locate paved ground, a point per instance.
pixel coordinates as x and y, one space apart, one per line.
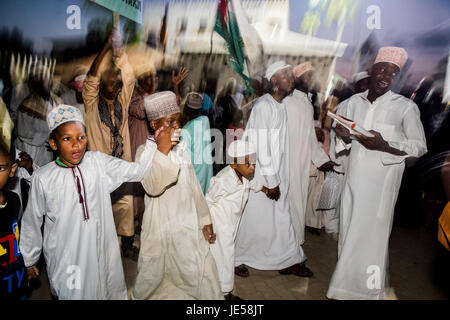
412 267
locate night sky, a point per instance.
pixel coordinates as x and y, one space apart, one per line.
421 27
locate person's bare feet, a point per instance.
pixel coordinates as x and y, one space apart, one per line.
241 271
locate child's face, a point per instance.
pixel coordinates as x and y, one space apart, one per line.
7 169
172 121
246 168
70 142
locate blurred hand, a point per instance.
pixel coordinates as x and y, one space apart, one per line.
180 76
375 143
163 137
209 234
343 133
328 166
33 273
274 194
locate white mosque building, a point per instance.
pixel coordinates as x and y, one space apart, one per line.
189 28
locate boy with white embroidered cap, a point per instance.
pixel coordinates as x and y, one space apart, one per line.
174 259
273 244
373 176
73 195
226 197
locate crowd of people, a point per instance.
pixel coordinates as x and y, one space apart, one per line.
83 172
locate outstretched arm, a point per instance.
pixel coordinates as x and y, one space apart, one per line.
93 71
91 84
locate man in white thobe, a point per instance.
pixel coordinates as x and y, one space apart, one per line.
373 177
303 146
266 239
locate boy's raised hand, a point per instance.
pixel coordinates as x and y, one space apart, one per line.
209 234
33 273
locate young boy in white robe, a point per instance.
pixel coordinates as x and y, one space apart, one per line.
174 259
73 195
226 197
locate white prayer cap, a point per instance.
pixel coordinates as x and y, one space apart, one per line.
274 68
395 55
359 76
62 114
194 100
240 148
161 104
81 77
302 68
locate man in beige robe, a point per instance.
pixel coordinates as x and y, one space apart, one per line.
107 98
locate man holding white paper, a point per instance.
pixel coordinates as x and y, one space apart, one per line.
373 177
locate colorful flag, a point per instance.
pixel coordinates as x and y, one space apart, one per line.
243 42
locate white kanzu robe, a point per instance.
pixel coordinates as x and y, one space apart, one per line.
266 239
303 148
370 191
175 262
226 198
82 256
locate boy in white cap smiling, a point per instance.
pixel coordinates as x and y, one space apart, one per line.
226 197
174 259
73 195
373 177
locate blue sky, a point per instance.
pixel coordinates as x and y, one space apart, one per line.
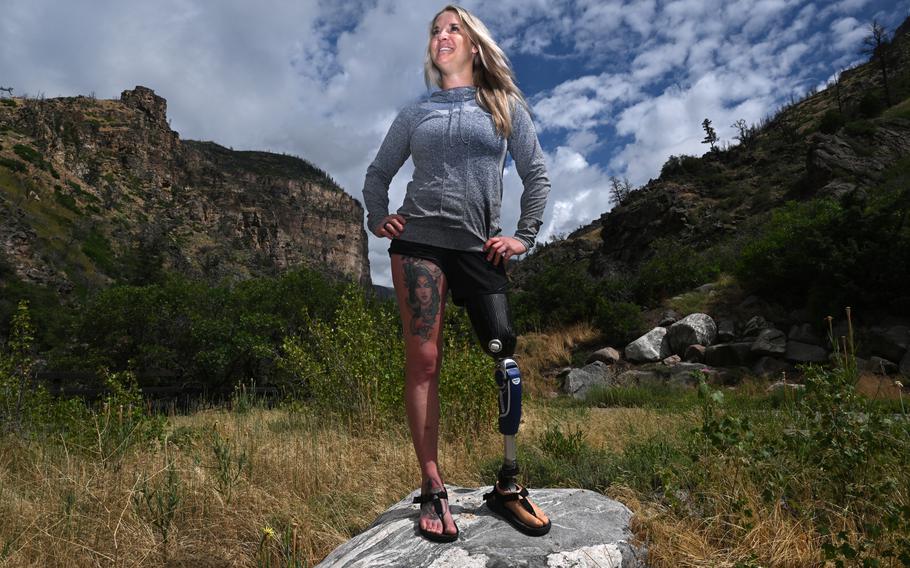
615 86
........
◆ Work to complete ◆
Please rewrite the listing above, swapping every "one space apart" for "separated by a single space" and keeping all else unchanged; omit the pictures.

◆ Task solution ◆
locate paved ground, a point per instance.
pixel coordinates as x and y, separated by a single space, one per line.
412 267
locate night sky, a point per instance.
pixel coordinates as x and y, separated by a single space, one per line.
421 27
locate person's bare feet, a point per instance.
pixel coordinates as x and y, separated by a single space, one per line.
241 271
locate child's face, a point per instance.
pixel coordinates as x and y, separated by a single space, one per line.
7 169
172 121
246 168
70 142
locate blurred hand, a point per instance.
pixel coordinates as x and y, separated by a single space, one per line.
180 76
375 143
163 137
209 234
343 133
328 166
33 273
274 194
locate white mosque building, a point per instance.
pixel coordinates as x and y, separated by a single space, one per line.
189 28
locate boy with white embroidered cap, a point per instance.
pixel coordinates as x and y, separated by a single space, one per line.
174 259
273 244
373 176
73 195
226 197
locate crowd of people, a point per instance.
pixel coordinates as x and y, separated by a single space, one per line.
83 172
locate outstretched arm, a point per instance.
pixel coordinates as x and y, separated by a single space, one per line.
93 71
91 84
locate man in white thobe, a point per instance.
pixel coordinates as x and y, separated by a single space, one per line.
373 177
303 146
266 239
locate boy's raised hand, a point per instance.
pixel coordinates as x and y, separated by a single space, one per line.
209 234
33 273
locate young boy in white robe, a point per instance.
pixel coordinates as x and y, separated by a single space, one per line.
174 259
73 195
226 197
locate white prayer cap, a point per instance.
pixel coordinates as x and y, separated by a single space, one per line.
274 68
395 55
359 76
62 114
194 100
240 148
161 104
81 77
302 68
locate man in beige robe, a point per instance.
pixel coordinates as x and y, separated by a single space, one per line.
107 98
locate man holding white paper, a point per instance.
pixel coordinates as x and y, separated by a single space, one per line.
373 177
locate colorful flag, a point per instance.
pixel coordinates as x and y, separated by a single space, one per line.
243 42
locate white kanzu robe, a point per instance.
pixel coordinates as x and y, separated by a single space, one per line.
266 239
303 148
370 191
175 262
226 198
82 256
locate boy in white cap smiling, a point per instance.
pixel coordinates as x and y, separated by a single space, one per line.
226 197
174 259
73 195
373 177
locate blue sky, a point per instance.
pixel coordinates as x and y, separated by a single space, one per line.
615 86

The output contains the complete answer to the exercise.